## EXPLORE THE MATERIAL
[1] Do statements (a), (b) and (c) agree with the passage about the Central Baptist Church food pantry? Answer yes or no for each, and quote the words from the passage that settle it.
(a) Prater has run the food pantry in Sherwood for 10 years.
(b) The vegetables gathered at O'Neal's came to less than 50,000 pounds.
(c) People line up at the food pantry door on Saturday mornings.
[2] In the passage about the Central Baptist Church food pantry, why were O'Neal's crops an answer to Prater's prayers?
[3] Continue the passage about the Central Baptist Church food pantry from its final sentence.

## SOURCE PASSAGE
::::

Shope asked Dale Prater, who for 10 years has run Central Baptist Church’s food pantry in Sherwood, if he would be interested.

“They were looking for one food pantry that would take this project on and not mind a lot of hard work,” Prater recalled.

Since mid-June, Prater and volunteers have gone as often as three times a week to O’Neal’s and have gathered more than 56,000 pounds of vegetables that otherwise would have been wasted – watermelon, cantaloupe, peas, squash, okra, corn, peppers, cucumbers and pumpkins.

The food went to Fish Net Ministries in Jacksonville and Gloryland Church food pantry in Lonoke and several other programs in North Little Rock and Conway, including two transitional homes for former drug addicts. Prater and volunteers also make home deliveries to shut-ins at a North Little Rock housing project.

For Prater, O’Neal’s crops were an answer to his prayers.

“The demand for food is increasing at the same time that the amount of (donated) food is decreasing,” Prater said. “This is such a blessing to everyone. The O’Neals have been so giving. They’ve said, ‘Here it is – we want to share it with everyone.’”

About 50 families each month count on the Central Baptist Church food pantry for help. Since the economy went into recession, Prater has seen a difference in the people who line up each Wednesday afternoon at the food pantry door. There are more middle-class folks, homeowners and professional people who say they have never before been on public assistance of any kind. Layoffs are throwing more families into crisis, he said.

::::

## SUPPLIED DATA
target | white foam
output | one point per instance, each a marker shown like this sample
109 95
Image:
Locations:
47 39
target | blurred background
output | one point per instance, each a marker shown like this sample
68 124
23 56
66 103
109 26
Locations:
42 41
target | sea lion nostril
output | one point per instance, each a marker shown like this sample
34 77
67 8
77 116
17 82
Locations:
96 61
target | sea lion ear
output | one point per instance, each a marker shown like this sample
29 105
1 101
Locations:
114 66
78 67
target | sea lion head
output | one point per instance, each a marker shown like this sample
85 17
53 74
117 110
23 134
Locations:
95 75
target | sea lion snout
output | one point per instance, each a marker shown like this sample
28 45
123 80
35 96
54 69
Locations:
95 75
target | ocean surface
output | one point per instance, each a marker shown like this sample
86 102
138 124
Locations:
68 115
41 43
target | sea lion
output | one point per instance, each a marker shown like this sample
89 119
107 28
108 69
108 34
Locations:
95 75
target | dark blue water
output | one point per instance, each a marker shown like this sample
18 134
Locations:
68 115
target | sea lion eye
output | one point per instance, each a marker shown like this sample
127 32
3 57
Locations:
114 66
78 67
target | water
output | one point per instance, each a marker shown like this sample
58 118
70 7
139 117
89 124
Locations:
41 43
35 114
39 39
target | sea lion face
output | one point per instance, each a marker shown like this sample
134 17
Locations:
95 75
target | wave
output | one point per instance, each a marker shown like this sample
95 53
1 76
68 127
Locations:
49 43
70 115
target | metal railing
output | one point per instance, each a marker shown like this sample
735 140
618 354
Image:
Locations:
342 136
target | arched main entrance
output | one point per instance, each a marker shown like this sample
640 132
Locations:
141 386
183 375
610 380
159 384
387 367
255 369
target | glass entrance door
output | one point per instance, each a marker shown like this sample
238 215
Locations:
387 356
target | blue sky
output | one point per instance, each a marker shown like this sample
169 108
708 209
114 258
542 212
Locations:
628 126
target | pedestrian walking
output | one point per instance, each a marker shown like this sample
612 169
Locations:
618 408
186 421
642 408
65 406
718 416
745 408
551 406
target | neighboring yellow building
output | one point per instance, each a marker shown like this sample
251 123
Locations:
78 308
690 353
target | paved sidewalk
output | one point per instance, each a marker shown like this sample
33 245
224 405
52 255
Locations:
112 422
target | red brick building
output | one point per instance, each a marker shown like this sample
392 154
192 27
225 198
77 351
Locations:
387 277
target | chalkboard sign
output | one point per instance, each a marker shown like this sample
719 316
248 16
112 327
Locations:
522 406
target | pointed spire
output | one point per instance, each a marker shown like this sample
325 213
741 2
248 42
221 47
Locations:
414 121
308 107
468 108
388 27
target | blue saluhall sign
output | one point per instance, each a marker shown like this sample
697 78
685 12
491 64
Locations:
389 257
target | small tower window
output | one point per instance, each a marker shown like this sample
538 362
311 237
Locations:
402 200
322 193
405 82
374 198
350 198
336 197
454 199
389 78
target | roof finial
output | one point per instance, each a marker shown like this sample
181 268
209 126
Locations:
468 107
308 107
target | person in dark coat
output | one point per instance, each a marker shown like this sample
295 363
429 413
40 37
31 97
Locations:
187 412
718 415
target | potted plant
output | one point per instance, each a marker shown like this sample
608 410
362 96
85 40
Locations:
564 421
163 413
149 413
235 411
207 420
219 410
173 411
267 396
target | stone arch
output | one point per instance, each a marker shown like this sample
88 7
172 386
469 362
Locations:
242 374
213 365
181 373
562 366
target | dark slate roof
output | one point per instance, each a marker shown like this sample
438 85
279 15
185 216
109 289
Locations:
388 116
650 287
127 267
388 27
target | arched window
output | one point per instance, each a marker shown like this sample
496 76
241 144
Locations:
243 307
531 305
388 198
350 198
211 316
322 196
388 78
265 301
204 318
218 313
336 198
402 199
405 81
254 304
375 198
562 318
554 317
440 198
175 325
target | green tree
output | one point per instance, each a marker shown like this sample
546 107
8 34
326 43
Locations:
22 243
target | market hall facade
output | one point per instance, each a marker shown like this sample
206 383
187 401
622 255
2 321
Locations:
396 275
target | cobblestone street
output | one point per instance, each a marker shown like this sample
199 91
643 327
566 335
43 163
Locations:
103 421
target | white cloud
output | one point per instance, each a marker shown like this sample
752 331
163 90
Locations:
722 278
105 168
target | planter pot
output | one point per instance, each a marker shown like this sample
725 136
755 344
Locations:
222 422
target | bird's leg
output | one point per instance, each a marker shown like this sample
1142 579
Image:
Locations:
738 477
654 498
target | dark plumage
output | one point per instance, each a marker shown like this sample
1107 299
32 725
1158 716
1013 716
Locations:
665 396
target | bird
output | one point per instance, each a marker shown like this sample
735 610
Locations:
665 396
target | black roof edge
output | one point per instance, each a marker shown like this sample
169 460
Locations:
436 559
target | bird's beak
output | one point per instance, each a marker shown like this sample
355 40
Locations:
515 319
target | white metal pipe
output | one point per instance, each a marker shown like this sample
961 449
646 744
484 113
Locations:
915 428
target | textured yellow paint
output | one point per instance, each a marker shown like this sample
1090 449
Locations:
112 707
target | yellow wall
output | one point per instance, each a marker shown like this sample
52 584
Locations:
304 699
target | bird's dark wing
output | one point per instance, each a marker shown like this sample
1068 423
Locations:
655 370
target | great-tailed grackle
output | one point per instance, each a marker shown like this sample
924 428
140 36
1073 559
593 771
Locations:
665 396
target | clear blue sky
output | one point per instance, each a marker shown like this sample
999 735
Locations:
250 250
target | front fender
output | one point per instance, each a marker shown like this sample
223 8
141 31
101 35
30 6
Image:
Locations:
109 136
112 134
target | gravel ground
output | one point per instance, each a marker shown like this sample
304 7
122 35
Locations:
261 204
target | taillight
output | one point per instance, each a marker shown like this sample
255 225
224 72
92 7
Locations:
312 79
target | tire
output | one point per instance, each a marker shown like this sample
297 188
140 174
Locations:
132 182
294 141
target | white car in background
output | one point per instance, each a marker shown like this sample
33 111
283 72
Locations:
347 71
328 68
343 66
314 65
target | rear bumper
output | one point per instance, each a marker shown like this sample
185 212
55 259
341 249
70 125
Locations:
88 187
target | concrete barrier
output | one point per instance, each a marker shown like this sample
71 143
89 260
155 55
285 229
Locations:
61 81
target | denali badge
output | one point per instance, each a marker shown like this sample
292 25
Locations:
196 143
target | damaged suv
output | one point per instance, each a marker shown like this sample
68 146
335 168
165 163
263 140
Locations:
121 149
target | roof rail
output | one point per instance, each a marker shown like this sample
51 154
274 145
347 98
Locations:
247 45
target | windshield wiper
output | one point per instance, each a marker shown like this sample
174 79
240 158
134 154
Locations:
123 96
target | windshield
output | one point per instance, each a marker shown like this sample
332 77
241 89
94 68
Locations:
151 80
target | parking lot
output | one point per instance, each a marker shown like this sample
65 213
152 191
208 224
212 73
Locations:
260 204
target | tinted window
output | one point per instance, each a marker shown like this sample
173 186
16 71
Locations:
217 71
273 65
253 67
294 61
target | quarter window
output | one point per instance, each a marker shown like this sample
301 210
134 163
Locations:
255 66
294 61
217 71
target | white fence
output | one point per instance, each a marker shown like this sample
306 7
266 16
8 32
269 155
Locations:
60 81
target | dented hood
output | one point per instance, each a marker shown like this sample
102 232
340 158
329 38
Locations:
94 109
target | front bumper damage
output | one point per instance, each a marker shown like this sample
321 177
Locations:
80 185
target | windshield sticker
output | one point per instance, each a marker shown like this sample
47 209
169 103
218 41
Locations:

::::

## SOLVED PROBLEMS
[1]
(a) Yes: "who for 10 years has run Central Baptist Church’s food pantry in Sherwood"
(b) No: "have gathered more than 56,000 pounds of vegetables"
(c) No: "the people who line up each Wednesday afternoon at the food pantry door"

[2] Prater says the demand for food is rising while the amount of donated food is falling. O'Neal's crops helped fill that gap.

[3]
“Last week, there was a couple with three kids, both had lost their jobs that Monday,” Prater said.

On a recent Wednesday, Prater and volunteer Fred Davidson distributed food baskets containing summer squash from O’Neal’s farm along with spring onions, canned goods, and tilapia from Arkansas Food Bank. One North Little Rock grandmother has been coming there for about a year to get food for herself and her grandchild who lives with her.

“I am on disability; this place surely helps out,” she said, as she paused to inventory the sack full of groceries. “Got onions, that’s good. At the store, they’re high. Back in the summer there was watermelon, cucumbers and squash. It was delicious.

Today, there’s squash. I like to put that with my fried potatoes.”

Several others getting food that day were single moms or grandmothers who provide a home for their children and grandchildren. They were there because a crisis – a layoff or medical bills – had wrecked an already fragile family economy.

A woman who identified herself only as “Juanita” says the food is for herself, a son and his three children, who live with her.

“It doesn’t carry us very far, but it sure does help. I cook at my neighbor’s house because I don’t have electricity or gas. I am trying to get my disability started.”

Juanita is thin with short-cropped hair. “I am a stage 1 brain cancer survivor.” She pivots and touches a lump on her shoulder, then points to her arm. “I have two more tumors that need surgery. I am kind of surviving right now.”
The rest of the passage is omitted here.